Passage:
-- Begin --

Python - Compare 2 words and check if they are anagram

Question

I am trying to define a function that takes 2 strings, compare those two and returns True if they are anagram. I don't want to import collections.

So, if string1 is python and string 2 is nohtyp, it should return True. Otherwise, obviously, return false. Here's my code looks like so far:

def check_anagram(str1, str2):
if len(str1) != len(str2):
    return False
else:
    for i in range(0, len(str1), 1):
        if i in range(0, len(str2), 1):
            return True
        else:
            return False

It works well for most of cases, but when str1 is aaaaaaaaaabbbbbbbbbb and str2 is ababababbbababababab, it returns true and when str1 is xxxyyyxxx and str2 is yyyxxxyyy, it also returns True.

It should retrun False for these 2 cases, but I have no idea. Can anybody help me with this?

Answer 1

Your two test cases are returning true because you don't remove characters from str2 after you've checked they exist. So for example comparing the following two strings:

str1 = aa and str2 = a

we would expect the result of your comparison to be False, because they obviously are not anagrams. But, checking each of the two a characters in str1 will return True, because str2 also contains a. A better (and faster) way might be to process the strings first, like so:

# return a dictionary, where each key is the 
# count of that letter in the string
def process_str(str):
    dic = {}
    for letter in str:
        if letter in dic:
            dic[letter] += 1
        else:
            dic[letter] = 1
    return dic

def check_anagram(str1, str2):
    dic1 = process_str(str1)
    dic2 = process_str(str2)

    # does every key in dic1 have a corresponding key in dic2?
    for key in dic1:
        if not key in dic2:
            return False
        if not dic1[key] == dic2[key]:
            return False

    # does every key in dic2 have a corresponding key in dic1?

-- End --

Reproduce the full forum thread on checking whether two strings are anagrams in Python, word for word and with its formatting intact.

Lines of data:
-- Begin --

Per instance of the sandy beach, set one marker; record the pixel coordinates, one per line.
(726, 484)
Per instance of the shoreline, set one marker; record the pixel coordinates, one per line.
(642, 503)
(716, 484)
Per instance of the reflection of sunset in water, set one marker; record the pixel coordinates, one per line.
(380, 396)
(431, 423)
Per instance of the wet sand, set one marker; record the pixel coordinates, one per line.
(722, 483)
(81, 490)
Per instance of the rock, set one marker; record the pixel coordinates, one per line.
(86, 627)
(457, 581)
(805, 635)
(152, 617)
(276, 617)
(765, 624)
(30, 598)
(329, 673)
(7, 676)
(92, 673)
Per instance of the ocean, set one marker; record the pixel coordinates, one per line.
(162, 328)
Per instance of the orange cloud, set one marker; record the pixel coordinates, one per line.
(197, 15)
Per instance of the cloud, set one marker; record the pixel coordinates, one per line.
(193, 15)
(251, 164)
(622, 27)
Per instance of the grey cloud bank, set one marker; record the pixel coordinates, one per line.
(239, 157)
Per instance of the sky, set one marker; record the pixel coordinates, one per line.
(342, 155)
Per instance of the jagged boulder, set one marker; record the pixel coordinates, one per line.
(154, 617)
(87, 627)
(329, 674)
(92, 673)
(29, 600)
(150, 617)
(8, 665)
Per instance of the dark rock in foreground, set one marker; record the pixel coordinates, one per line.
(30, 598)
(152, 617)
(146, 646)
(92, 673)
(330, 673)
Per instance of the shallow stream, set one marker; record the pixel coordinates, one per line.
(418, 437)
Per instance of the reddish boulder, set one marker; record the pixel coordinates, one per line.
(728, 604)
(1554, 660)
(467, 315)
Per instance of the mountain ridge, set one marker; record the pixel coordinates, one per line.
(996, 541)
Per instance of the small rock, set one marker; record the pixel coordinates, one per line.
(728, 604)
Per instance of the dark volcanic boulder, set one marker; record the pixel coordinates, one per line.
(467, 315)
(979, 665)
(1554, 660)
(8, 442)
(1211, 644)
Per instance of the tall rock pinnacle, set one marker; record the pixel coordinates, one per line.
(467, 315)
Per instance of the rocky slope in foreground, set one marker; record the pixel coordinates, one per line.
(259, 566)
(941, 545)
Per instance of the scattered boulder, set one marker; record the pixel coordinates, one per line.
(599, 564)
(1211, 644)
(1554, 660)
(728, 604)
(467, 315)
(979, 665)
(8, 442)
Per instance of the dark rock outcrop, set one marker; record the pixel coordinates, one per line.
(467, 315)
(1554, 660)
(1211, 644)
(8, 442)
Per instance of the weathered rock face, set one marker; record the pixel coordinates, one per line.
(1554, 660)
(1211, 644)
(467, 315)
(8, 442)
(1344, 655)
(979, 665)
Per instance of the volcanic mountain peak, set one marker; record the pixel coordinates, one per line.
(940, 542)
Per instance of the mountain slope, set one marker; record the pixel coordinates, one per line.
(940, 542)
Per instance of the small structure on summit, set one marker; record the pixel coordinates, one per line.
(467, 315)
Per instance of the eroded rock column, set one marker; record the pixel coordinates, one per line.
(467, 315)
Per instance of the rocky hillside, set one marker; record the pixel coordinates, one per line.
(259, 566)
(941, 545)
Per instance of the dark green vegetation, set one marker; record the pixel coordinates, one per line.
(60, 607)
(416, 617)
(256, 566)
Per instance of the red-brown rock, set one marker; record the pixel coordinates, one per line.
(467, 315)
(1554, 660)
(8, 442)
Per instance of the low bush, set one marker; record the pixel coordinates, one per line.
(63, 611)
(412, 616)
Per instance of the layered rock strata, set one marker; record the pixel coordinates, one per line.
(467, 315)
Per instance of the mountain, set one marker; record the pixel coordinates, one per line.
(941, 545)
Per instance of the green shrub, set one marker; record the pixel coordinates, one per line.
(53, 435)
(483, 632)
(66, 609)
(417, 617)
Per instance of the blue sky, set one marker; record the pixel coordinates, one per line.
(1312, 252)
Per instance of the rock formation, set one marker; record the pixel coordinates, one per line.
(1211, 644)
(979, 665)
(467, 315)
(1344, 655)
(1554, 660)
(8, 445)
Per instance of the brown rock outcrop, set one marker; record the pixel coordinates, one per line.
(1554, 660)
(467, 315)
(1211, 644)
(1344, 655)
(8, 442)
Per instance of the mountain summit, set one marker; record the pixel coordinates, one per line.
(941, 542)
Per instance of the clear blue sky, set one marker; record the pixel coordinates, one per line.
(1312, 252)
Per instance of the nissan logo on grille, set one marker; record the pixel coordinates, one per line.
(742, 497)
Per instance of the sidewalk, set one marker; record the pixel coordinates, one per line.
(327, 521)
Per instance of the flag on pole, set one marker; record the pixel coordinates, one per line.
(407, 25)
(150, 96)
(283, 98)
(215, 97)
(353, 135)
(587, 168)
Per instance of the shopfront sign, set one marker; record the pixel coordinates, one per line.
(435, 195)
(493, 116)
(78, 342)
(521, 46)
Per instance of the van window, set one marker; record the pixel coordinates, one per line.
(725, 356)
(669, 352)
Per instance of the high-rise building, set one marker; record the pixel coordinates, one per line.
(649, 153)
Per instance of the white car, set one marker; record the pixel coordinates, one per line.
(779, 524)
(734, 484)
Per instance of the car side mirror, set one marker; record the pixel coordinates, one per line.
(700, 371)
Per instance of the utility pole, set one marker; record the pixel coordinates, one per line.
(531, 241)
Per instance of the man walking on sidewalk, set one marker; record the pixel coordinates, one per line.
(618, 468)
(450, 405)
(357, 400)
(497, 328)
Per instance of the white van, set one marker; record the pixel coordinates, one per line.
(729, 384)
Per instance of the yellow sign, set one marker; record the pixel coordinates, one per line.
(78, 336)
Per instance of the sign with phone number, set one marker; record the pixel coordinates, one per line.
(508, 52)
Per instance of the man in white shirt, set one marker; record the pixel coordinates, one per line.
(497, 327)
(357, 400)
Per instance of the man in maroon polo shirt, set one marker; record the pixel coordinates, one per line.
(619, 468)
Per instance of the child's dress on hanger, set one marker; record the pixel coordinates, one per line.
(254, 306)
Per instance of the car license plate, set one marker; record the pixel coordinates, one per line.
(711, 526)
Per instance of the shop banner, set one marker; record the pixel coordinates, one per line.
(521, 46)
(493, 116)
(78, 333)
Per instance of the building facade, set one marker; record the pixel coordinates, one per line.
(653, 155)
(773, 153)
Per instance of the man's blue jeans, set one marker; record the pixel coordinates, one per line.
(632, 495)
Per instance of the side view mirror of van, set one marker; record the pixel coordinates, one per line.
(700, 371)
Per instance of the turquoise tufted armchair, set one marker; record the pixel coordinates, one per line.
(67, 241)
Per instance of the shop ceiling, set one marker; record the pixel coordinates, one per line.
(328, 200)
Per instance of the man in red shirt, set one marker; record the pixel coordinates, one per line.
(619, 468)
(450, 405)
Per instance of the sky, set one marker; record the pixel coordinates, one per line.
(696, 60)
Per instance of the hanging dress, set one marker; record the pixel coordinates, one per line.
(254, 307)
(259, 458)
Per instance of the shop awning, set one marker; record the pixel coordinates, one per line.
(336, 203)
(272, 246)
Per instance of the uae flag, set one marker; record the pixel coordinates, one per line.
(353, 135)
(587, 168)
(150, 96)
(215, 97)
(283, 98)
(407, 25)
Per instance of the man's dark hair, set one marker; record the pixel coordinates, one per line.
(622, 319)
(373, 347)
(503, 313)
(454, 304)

-- End --

Task result:
Python - Compare 2 words and check if they are anagram

Question

I am trying to define a function that takes 2 strings, compare those two and returns True if they are anagram. I don't want to import collections.

So, if string1 is python and string 2 is nohtyp, it should return True. Otherwise, obviously, return false. Here's my code looks like so far:

def check_anagram(str1, str2):
if len(str1) != len(str2):
    return False
else:
    for i in range(0, len(str1), 1):
        if i in range(0, len(str2), 1):
            return True
        else:
            return False

It works well for most of cases, but when str1 is aaaaaaaaaabbbbbbbbbb and str2 is ababababbbababababab, it returns true and when str1 is xxxyyyxxx and str2 is yyyxxxyyy, it also returns True.

It should retrun False for these 2 cases, but I have no idea. Can anybody help me with this?

Answer 1

Your two test cases are returning true because you don't remove characters from str2 after you've checked they exist. So for example comparing the following two strings:

str1 = aa and str2 = a

we would expect the result of your comparison to be False, because they obviously are not anagrams. But, checking each of the two a characters in str1 will return True, because str2 also contains a. A better (and faster) way might be to process the strings first, like so:

# return a dictionary, where each key is the 
# count of that letter in the string
def process_str(str):
    dic = {}
    for letter in str:
        if letter in dic:
            dic[letter] += 1
        else:
            dic[letter] = 1
    return dic

def check_anagram(str1, str2):
    dic1 = process_str(str1)
    dic2 = process_str(str2)

    # does every key in dic1 have a corresponding key in dic2?
    for key in dic1:
        if not key in dic2:
            return False
        if not dic1[key] == dic2[key]:
            return False

    # does every key in dic2 have a corresponding key in dic1?